Work instructions »
How many lines in the records below contain the string "outline"? Reply with the number alone.
■ ■ ■ ■ ■
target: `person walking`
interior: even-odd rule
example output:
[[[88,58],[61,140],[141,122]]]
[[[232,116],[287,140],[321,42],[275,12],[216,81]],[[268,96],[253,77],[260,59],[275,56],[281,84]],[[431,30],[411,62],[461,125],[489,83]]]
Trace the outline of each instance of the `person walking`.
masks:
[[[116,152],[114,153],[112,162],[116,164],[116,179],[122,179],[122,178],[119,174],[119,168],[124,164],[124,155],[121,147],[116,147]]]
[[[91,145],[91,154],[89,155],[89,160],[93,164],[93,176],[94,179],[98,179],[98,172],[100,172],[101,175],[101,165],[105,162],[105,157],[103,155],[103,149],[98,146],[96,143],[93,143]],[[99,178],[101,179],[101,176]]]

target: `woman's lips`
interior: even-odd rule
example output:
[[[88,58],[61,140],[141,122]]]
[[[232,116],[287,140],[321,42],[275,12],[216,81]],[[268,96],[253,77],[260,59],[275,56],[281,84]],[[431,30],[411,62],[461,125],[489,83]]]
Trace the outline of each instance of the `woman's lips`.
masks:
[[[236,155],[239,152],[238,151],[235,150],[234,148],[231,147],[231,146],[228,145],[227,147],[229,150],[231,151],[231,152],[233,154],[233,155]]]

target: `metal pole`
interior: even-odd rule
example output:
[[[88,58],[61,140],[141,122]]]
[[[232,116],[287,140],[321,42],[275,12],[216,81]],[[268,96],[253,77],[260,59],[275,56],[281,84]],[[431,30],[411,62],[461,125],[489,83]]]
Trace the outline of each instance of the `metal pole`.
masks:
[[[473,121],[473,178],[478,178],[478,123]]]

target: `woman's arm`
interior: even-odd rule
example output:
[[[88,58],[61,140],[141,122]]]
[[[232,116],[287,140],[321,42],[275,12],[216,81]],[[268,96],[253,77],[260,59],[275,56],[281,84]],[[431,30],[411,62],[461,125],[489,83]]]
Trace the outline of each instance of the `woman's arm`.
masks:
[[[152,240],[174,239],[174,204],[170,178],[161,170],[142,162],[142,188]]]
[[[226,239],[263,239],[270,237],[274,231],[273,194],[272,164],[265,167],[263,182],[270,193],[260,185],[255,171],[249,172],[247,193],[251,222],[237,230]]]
■ ■ ■ ■ ■
Answer for this exercise »
4